### Exercise
In the passage on monitoring tobacco streams, what measurements does the trimming or equalizing action usually depend on?

27. The apparatus of claim 22, wherein said monitoring means comprises
means for generating signals denoting the filling power of tobacco in the
stream, and further comprising means for regulating the filling power of
tobacco as a function of said signals.
Description
cl BACKGROUND OF THE INVENTION
The invention relates to improvements in methods of and in apparatus for
monitoring the quality of tobacco streams, and more particularly to
improvements in methods of and in apparatus for monitoring the quality of
tobacco streams which constitute blends of several tobaccos, such as
Virginia, Burley and Oriental tobacco.
It is customary to form a tobacco stream on a conveyor which forms part of
a cigarette rod making or an analogous machine and serves to transport the
stream past a trimming or equalizing device so that the thus trimmed
stream is ready for draping into a web of cigarette paper or other
suitable wrapping material. As a rule, the trimming or equalizing action
is dependent upon measurements of density (i.e., mass flow) of the tobacco
stream on the conveyor. Thus, the trimming action is regulated in such a
way that the density of the equalized stream is at least substantially
constant. This ensures that the density of each discrete rod-shaped
article (such as a cigarette) which is obtained as a result of subdivision
of the draped stream into sections of unit length or multiple unit length
matches or closely approximates an optimum value.
Tobacco which forms a stream of tobacco shreds and/or other particles on
the conveyor is normally a mixture or blend of two or more different
tobaccos, particularly Virginia, Burley and Oriental tobacco. Certain
blends further contain relatively small percentages of other types of
tobacco. At least the main ingredients of the stream are processed
independently of each other to be intermixed immediately or shortly prior
to the cutting step. An important prerequisite for satisfactory quality of
smokers' products is the constancy of mixture of tobaccos which constitute
a particular blend because this determines the taste of a brand of
cigarettes or other smokers' products.
OBJECTS OF THE INVENTION
An object of the invention is to provide a novel and improved method of
monitoring and preserving the quality of a tobacco stream in a cigarette
rod making or like machine.
Another object of the invention is to provide a method of automatically
monitoring and regulating the quality of a moving stream which contains
two or more different types of tobacco.
A further object of the invention is to provide a method which renders it
possible to ensure that each and every unit length of a continuous tobacco
stream contains the same blend of two or more different tobaccos.
An additional object of the invention is to provide a method which renders
it possible to ascertain and regulate the quality of a tobacco stream
while the stream undergoes treatment which is necessary to convert it into
the filler of a cigarette rod or the like.
Still another object of the invention is to provide a method which enables
the person or persons in charge to visually monitor the quality of a
mixture of two or more different types of tobacco in a cigarette rod
making machine.
A further object of the invention is to provide a novel and improved
apparatus for the practice of the above outlined method.
Another object of the invention is to provide a rod making machine which
embodies an apparatus for the practice of the above outlined method.

### Recorded information
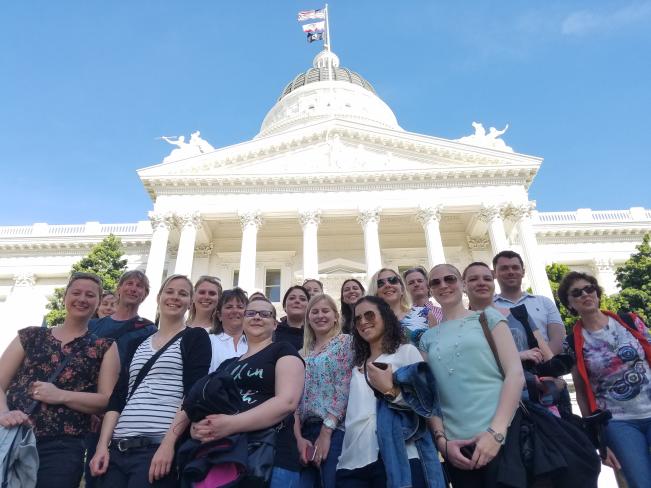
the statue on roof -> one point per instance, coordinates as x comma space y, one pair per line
490, 140
195, 147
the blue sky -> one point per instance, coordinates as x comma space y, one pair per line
87, 87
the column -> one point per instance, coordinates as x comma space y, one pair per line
161, 224
189, 223
430, 218
251, 222
492, 217
310, 220
370, 219
533, 262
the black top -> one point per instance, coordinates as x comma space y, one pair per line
196, 352
255, 377
286, 333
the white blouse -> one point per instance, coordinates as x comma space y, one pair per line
360, 447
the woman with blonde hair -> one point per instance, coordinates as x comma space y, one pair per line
203, 311
318, 427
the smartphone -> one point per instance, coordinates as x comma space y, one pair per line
468, 450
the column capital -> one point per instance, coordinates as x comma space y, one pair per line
426, 214
518, 212
488, 213
311, 216
368, 215
24, 279
162, 220
250, 218
189, 219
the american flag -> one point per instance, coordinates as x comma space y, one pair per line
311, 14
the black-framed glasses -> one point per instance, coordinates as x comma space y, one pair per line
392, 280
447, 279
265, 314
369, 316
577, 292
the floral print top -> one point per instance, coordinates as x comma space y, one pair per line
327, 380
43, 353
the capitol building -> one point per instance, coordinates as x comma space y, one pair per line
330, 187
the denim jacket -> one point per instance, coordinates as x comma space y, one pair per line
397, 424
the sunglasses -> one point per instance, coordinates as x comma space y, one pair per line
369, 316
392, 280
447, 279
577, 292
265, 314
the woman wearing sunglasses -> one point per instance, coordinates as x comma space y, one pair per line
379, 350
477, 402
613, 355
270, 378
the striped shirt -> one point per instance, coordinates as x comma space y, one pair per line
151, 409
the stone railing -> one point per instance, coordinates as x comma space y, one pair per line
40, 230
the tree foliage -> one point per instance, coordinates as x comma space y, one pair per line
105, 260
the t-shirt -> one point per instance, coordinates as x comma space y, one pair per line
123, 331
618, 371
540, 308
152, 407
467, 377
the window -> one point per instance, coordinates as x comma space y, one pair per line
272, 285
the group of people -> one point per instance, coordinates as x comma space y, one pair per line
404, 383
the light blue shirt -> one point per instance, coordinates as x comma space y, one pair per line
540, 308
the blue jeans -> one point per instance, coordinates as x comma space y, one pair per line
630, 441
61, 462
284, 478
323, 477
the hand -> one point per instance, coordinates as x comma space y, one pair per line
534, 355
13, 418
100, 461
47, 393
486, 448
322, 445
212, 428
381, 379
161, 463
611, 460
302, 443
454, 455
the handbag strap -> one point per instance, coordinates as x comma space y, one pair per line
491, 342
57, 371
150, 362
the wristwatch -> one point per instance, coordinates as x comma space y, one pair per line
499, 438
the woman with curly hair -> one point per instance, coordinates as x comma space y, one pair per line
612, 372
379, 349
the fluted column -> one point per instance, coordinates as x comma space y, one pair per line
310, 220
430, 218
189, 223
161, 223
370, 219
533, 262
492, 217
251, 222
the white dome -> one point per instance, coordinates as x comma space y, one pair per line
326, 91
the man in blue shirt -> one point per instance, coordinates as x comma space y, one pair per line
509, 271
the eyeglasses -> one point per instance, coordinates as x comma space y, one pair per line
369, 316
577, 292
392, 280
448, 279
265, 314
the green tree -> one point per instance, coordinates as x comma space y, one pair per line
634, 279
105, 260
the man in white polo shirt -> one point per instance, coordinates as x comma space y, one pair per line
509, 271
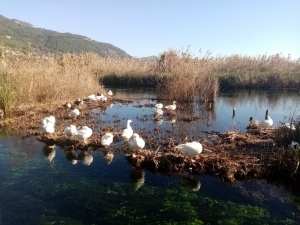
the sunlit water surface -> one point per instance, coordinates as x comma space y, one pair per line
34, 191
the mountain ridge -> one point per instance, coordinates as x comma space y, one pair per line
22, 36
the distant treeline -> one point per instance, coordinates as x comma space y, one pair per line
177, 75
25, 38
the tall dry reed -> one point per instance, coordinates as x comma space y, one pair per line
177, 74
50, 78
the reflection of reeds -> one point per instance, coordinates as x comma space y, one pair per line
178, 75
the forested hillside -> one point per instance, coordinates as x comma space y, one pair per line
23, 36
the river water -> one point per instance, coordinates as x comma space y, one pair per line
39, 186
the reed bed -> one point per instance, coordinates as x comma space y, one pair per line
177, 75
29, 80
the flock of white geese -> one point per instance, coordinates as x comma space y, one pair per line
83, 133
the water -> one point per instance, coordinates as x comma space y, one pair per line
36, 191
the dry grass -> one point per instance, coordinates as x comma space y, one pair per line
177, 74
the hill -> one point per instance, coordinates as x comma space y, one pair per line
16, 34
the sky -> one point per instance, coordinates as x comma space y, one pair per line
145, 28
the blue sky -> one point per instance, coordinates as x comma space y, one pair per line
149, 27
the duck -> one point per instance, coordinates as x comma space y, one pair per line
190, 149
107, 139
128, 132
78, 102
268, 122
108, 156
74, 113
83, 133
159, 105
288, 125
253, 123
158, 120
47, 125
70, 131
171, 120
86, 158
110, 93
67, 105
136, 142
171, 107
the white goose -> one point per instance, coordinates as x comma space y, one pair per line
50, 152
108, 156
74, 113
107, 139
268, 122
47, 125
101, 97
136, 142
83, 133
294, 144
159, 105
190, 149
67, 105
92, 97
137, 177
70, 131
86, 158
171, 107
288, 125
127, 133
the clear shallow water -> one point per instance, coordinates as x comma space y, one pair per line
34, 191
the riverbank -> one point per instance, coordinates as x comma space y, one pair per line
235, 155
176, 75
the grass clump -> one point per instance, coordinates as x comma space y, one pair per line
47, 79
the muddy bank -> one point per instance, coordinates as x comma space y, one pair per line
233, 156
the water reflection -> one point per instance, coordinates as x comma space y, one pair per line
137, 178
50, 152
109, 156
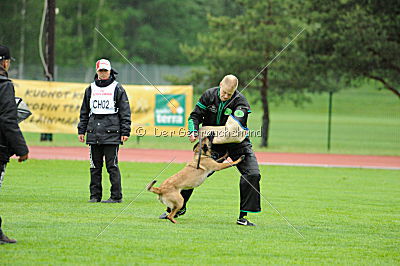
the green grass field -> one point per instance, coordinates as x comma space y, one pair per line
365, 121
347, 216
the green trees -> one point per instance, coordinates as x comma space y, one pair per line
257, 45
355, 39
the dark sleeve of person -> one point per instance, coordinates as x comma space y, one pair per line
124, 111
196, 117
242, 111
84, 113
8, 121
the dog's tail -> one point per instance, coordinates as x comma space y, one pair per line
153, 189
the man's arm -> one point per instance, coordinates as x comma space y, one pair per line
196, 117
84, 115
8, 122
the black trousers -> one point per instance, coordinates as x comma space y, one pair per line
110, 153
249, 180
2, 173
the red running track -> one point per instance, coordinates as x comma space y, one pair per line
266, 158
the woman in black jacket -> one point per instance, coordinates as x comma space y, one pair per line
11, 139
105, 119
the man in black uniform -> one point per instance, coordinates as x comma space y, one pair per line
213, 109
11, 139
106, 119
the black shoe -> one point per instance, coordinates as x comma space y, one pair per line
244, 221
5, 240
179, 213
94, 200
110, 200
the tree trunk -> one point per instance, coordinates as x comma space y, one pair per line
265, 118
95, 33
22, 42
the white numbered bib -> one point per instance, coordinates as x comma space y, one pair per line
102, 99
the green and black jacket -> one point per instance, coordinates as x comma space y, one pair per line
211, 111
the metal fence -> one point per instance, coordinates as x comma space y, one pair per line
126, 73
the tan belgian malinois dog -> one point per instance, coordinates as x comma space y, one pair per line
169, 193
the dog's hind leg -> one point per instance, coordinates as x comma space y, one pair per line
177, 204
220, 160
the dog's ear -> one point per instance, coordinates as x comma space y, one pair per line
211, 136
205, 148
195, 146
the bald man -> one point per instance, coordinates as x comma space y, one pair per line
213, 109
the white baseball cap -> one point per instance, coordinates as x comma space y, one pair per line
103, 64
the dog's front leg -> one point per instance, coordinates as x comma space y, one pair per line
222, 158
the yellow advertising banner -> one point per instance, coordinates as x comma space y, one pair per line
156, 110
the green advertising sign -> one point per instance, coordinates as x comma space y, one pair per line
170, 110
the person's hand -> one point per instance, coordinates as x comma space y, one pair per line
81, 138
23, 158
192, 137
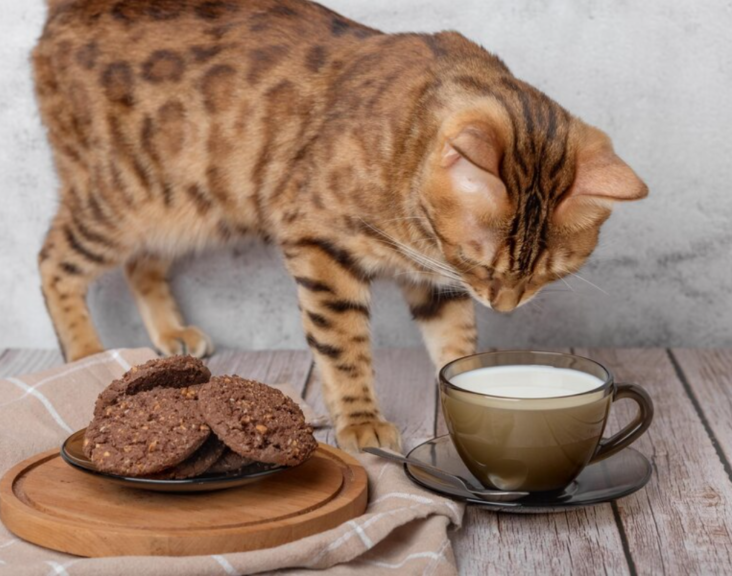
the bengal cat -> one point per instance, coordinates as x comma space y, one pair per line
179, 125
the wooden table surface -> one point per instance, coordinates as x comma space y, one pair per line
680, 523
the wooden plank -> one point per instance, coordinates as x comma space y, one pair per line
682, 521
585, 541
707, 377
271, 367
405, 386
15, 362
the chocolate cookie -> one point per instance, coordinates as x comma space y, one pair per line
201, 461
146, 433
230, 461
173, 372
256, 421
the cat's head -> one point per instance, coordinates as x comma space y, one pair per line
516, 192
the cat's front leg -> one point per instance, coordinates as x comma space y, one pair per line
446, 319
334, 301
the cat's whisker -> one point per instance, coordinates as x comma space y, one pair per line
591, 284
421, 259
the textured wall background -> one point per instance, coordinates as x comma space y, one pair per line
657, 75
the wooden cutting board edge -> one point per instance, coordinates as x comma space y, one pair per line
78, 538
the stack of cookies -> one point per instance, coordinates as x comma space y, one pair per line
169, 419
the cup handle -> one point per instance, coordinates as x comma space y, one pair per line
634, 430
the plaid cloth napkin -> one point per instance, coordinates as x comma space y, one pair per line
404, 529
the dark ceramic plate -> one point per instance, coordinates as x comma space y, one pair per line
615, 477
72, 453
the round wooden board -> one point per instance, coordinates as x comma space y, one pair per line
47, 502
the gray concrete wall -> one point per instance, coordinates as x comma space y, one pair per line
657, 75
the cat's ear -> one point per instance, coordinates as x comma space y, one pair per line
472, 159
601, 179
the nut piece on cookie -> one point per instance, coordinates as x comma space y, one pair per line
173, 372
256, 421
229, 462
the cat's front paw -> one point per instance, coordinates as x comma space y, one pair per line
189, 340
356, 437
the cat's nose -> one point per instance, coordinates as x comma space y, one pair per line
502, 297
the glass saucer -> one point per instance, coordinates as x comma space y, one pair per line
72, 453
612, 478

### The answer
Measurements of the density, or mass flow, of the tobacco stream on the conveyor.